__SELECTED EXCERPT__:
Physical Symptoms of Panic Disorder

Updated on June 21, 2017
Virginia Matteo profile image

Virginia is a university student. She's been battling social anxiety all her life, and about a year ago she developed panic disorder.

Anxiety sometimes causes a range of physical ailments, which might be quite scary. Worrying about the symptoms leads to more anxiety and panic attacks, which, in turn, tend to worsen the physical side of panic disorder. For many people it is hard to break free from this vicious circle.

During my very first panic attack I was sure I had a heart attack (a very frequent assumption among people in a similar situation), and a couple of days later when my hands trembled slightly I managed to convince myself that I suffered from a neurodegenerative disease. If you have anxiety disorders, it is very easy to fall into the trap of thinking there is something seriously wrong with your health.

__ENTRIES SUPPLIED__:

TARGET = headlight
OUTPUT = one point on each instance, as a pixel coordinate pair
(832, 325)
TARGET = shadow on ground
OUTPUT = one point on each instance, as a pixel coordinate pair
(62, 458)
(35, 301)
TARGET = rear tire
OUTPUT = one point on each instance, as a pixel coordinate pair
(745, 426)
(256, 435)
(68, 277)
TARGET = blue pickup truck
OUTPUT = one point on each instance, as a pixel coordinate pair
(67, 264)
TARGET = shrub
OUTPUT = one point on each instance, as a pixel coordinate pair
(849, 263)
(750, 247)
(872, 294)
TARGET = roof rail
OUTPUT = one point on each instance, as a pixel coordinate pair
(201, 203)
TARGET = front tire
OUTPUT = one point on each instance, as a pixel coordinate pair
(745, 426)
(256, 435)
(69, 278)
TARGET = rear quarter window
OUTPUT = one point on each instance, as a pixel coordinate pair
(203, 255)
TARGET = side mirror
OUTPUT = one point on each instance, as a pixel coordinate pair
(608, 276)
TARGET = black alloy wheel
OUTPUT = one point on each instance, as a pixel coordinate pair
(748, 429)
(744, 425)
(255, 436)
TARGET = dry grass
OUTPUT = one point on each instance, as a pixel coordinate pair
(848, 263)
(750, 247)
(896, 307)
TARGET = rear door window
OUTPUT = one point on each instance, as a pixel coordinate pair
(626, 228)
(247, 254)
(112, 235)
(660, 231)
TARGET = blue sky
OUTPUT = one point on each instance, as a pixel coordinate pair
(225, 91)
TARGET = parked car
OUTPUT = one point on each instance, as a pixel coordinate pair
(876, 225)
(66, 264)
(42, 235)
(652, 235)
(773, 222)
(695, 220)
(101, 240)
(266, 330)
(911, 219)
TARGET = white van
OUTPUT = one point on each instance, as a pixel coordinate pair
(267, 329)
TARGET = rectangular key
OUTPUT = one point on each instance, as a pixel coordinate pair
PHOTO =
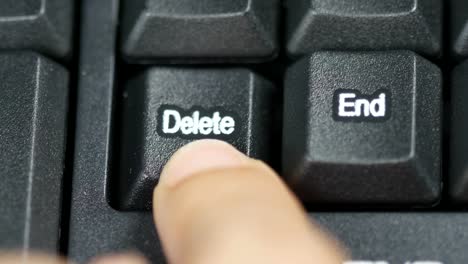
(41, 25)
(458, 134)
(166, 108)
(459, 28)
(314, 25)
(204, 30)
(363, 128)
(33, 107)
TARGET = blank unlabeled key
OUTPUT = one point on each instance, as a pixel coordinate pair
(33, 107)
(200, 29)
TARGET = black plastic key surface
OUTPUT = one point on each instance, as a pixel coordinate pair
(363, 25)
(458, 134)
(200, 29)
(166, 108)
(459, 28)
(33, 107)
(41, 25)
(363, 128)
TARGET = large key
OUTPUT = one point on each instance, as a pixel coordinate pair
(166, 108)
(208, 30)
(33, 107)
(314, 25)
(40, 25)
(363, 129)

__WHAT THE EXERCISE ASKS__: In the text on physical symptoms of panic disorder, what did the writer believe was happening during the very first panic attack?

__RESPONSE FOR THIS EXERCISE__: A heart attack.